### TASK DESCRIPTION
Using the data below, repeat all of it precisely.

A run of records:

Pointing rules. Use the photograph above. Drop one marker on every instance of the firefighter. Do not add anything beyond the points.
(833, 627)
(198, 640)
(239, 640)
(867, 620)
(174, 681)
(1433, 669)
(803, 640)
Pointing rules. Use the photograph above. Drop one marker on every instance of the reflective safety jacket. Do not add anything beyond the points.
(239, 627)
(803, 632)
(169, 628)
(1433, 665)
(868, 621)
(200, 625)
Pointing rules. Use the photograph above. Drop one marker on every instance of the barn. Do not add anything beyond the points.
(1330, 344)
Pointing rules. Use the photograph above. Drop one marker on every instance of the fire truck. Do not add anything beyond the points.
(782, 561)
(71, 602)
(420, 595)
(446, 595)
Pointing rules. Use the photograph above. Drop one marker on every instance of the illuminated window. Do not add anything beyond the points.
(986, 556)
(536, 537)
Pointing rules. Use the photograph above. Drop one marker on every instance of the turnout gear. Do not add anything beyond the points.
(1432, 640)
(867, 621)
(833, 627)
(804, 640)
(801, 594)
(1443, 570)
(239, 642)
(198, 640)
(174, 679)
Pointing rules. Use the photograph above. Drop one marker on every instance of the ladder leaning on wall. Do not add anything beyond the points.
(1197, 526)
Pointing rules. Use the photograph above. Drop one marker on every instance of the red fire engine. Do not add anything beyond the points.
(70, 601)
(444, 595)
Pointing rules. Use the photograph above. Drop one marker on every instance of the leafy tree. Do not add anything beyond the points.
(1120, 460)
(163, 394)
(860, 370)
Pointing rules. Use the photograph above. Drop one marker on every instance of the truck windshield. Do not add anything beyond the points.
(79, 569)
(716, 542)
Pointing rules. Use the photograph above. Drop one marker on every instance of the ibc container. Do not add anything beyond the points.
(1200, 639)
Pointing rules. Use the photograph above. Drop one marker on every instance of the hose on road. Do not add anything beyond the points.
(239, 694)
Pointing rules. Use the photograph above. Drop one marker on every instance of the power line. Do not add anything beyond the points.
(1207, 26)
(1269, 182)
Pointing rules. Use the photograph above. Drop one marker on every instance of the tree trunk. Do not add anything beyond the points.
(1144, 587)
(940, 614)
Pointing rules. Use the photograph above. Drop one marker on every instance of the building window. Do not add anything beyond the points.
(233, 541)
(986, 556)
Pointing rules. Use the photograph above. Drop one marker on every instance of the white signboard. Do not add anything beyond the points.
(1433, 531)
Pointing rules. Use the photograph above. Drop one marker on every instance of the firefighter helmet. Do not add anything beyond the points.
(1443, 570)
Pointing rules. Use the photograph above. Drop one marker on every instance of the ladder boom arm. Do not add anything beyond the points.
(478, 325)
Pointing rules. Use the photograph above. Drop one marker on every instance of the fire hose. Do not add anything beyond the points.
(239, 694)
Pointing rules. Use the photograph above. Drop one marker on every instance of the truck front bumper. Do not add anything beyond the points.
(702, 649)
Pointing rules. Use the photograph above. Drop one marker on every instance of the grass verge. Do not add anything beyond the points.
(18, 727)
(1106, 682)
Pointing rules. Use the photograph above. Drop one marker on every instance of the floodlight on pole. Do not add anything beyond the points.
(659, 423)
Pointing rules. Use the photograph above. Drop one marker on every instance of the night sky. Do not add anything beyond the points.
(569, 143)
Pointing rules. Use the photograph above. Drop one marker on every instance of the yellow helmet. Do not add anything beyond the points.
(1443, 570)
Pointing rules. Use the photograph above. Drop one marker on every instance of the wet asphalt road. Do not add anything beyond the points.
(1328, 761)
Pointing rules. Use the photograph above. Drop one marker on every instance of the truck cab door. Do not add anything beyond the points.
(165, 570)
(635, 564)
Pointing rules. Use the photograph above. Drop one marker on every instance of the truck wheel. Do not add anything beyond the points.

### ANSWER TO THIS EXERCISE
Pointing rules. Use the photograph above. Drop one marker on every instance of the firefighter. Do not add anything beyond the points.
(833, 627)
(198, 640)
(239, 640)
(867, 620)
(174, 681)
(1433, 669)
(803, 640)
Pointing rules. Use the photograph above. Drop one marker on every instance of the reflective safety jacket. Do not add anything beyond the points.
(239, 627)
(803, 632)
(169, 628)
(1433, 665)
(868, 621)
(200, 625)
Pointing rules. Use the photograph above. Drop one marker on every instance of the barn. Do not add anything beyond the points.
(1330, 344)
Pointing rules. Use the photograph above. Drop one marker on every instance of the fire truck. Do not add anything beyond the points.
(782, 561)
(71, 602)
(420, 595)
(446, 595)
Pointing rules. Use the photograph above. Drop one marker on every instance of the illuminated window. Do not add anything beyond the points.
(986, 556)
(536, 537)
Pointing rules. Use the photograph above. Drop one marker on every instance of the turnout gear. Do not add anything beyond the points.
(1432, 640)
(867, 621)
(833, 627)
(804, 640)
(801, 594)
(1443, 570)
(239, 642)
(198, 640)
(174, 679)
Pointing rules. Use the photograph above. Drop one marker on every instance of the ladder leaning on wall. Do not add anything beyond the points.
(1197, 526)
Pointing rules. Use the photograph above. Drop one marker on every instance of the red fire engine. Do not add anything beyond the points.
(70, 601)
(444, 595)
Pointing rules. Use the photograph above. Drop one marker on every instance of the leafy tree. Do not add anything beyond the points.
(1120, 460)
(163, 394)
(860, 370)
Pointing rules. Use the photograph above. Drop one marker on every instance of the truck windshield. Do not add anything beyond the points.
(79, 569)
(716, 542)
Pointing rules. Use the photograph above. Drop one marker on every instance of the ibc container. Do not add anything beyond the points.
(1200, 639)
Pointing rules. Use the photograph above. Drop one marker on every instance of the hose on road. Do not add anything beyond the points.
(239, 694)
Pointing rules. Use the photograph above. Drop one marker on every instance of the power line. Do not add anything beyond the points.
(1207, 26)
(1269, 182)
Pointing rules. Use the photograph above. Drop one marker on every instance of the tree trunk. Do not add anything beyond the points.
(1144, 587)
(940, 614)
Pointing rules. Use the photograph above. Drop one marker on every instance of the building window. Do not add anything beyond the points.
(233, 541)
(986, 556)
Pointing rules. Use the photograph above. Drop one marker on every instance of the white signboard. Do not add anything beyond the points.
(1433, 531)
Pointing rules. Use the photograph above. Drop one marker on every instance of the firefighter helmet. Do not add anything beyond the points.
(1443, 570)
Pointing rules. Use the photograph above. Drop one marker on every instance of the ladder boom arm. Do not add anything beyond the points.
(478, 325)
Pointing rules. Use the photograph above. Drop one marker on every instance of the fire hose. Do not add anything beyond the points.
(239, 694)
Pointing rules. Use the photograph above. Drop one marker on every instance of the truck front bumper. Do not add anything beyond the points.
(702, 649)
Pointing rules. Use the photograph above. Drop one marker on every instance of the grass verge. Do not add anything beyond the points.
(18, 727)
(1106, 682)
Pointing rules. Use the photograph above. Drop one marker on every instance of the floodlight on pole. Do not add anything beyond the points.
(659, 423)
Pointing rules. Use the photograph above. Drop one marker on every instance of the night sky. Do not add anything beyond the points.
(569, 143)
Pointing rules. Use the photograph above. Drop one marker on every instance of the yellow helmet. Do not add anything beyond the points.
(1443, 570)
Pointing rules. Use the photograph above. Drop one marker on every instance of the wet asphalt road. Do not add anything beyond the points.
(1328, 761)
Pointing rules. Use the photograph above. Drop one marker on every instance of the truck cab door. Do not add anything beyond the points.
(165, 570)
(635, 564)
Pointing rules. Use the photograph above. Drop one marker on every instance of the truck wheel. Do not add anything beyond the points.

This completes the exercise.